▶ **本文抜粋**:

..............................

今月の講話(毎月1日 月次祭後の宮司講話です)

令和2年12月の講和『かたじけなさに』

 コロナと言われて 早10ヶ月。 先ずもって 命がけで第一線にてお勤めなされている 医療従事の皆様方 日々激変する世情の対応のため 施策に取り組まれている 行政担当の皆様方に対し 心から敬意と感謝を申し上げます。
 今年の言霊は 風和であります。風は気の流れであり 陽にも陰にも転じます。さすれば 陽の気の漂う日々を お過ごし下さいと 申し上げて参りました。
 コロナのせいでと申しますと 陰の気に包まれます。コロナのお陰でと申しますと 陽の気に包まれます。果たして 皆様方は どの様な1年を お過ごしになられましたでしょうか。
 鎌倉時代の歌人 西行法師が 伊勢の神宮に詣でた時に
『何ごとの おわしますかは 知らねども
         かたじけなさに 涙こぼるる』
という お歌を 詠まれました。

..............................

[元データ]
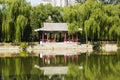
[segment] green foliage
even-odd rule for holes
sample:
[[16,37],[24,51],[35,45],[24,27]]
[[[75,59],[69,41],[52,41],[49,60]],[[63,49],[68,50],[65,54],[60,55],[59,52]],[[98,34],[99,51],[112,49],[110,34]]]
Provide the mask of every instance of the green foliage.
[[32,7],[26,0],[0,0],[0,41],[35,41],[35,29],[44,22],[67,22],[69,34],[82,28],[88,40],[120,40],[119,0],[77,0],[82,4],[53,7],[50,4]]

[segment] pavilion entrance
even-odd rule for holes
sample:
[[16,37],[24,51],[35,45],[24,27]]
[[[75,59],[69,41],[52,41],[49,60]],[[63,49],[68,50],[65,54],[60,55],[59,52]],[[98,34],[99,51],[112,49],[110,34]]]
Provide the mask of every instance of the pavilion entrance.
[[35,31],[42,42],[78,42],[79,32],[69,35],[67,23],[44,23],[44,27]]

..............................

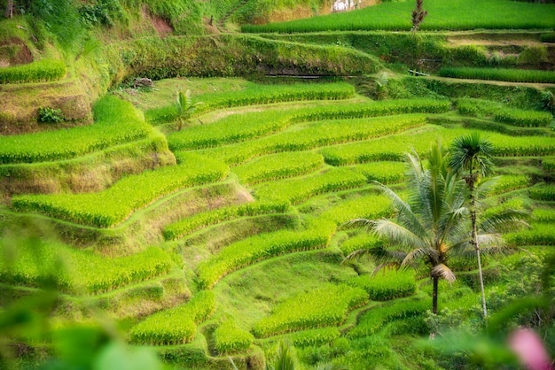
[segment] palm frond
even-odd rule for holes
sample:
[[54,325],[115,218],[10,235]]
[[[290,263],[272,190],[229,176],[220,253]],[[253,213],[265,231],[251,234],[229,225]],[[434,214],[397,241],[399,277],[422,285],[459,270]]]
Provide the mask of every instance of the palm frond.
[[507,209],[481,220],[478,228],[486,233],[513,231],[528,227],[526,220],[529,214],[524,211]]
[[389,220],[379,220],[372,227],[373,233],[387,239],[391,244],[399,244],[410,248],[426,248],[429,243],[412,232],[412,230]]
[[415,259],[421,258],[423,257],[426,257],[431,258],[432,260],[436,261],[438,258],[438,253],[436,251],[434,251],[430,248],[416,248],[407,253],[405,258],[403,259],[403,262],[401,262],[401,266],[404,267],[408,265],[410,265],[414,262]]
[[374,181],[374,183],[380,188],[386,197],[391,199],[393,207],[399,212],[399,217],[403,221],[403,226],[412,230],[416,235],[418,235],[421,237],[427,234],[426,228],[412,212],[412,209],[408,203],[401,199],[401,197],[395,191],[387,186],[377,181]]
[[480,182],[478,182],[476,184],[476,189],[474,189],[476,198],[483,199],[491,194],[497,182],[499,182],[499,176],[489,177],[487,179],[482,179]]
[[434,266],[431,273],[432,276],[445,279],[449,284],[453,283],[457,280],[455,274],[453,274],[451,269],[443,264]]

..............................

▶ **作業内容**: 講話のうち「令和2年12月の講和『かたじけなさに』」から始まり「皆様方は どの様な1年を お過ごしになられましたでしょうか。」で終わる部分を、「コロナ」を「感染症」に置き換えて書き直してください。

▶ **以下結果**:
令和2年12月の講和『かたじけなさに』

 感染症と言われて 早10ヶ月。 先ずもって 命がけで第一線にてお勤めなされている 医療従事の皆様方 日々激変する世情の対応のため 施策に取り組まれている 行政担当の皆様方に対し 心から敬意と感謝を申し上げます。
 今年の言霊は 風和であります。風は気の流れであり 陽にも陰にも転じます。さすれば 陽の気の漂う日々を お過ごし下さいと 申し上げて参りました。
 感染症のせいでと申しますと 陰の気に包まれます。感染症のお陰でと申しますと 陽の気に包まれます。果たして 皆様方は どの様な1年を お過ごしになられましたでしょうか。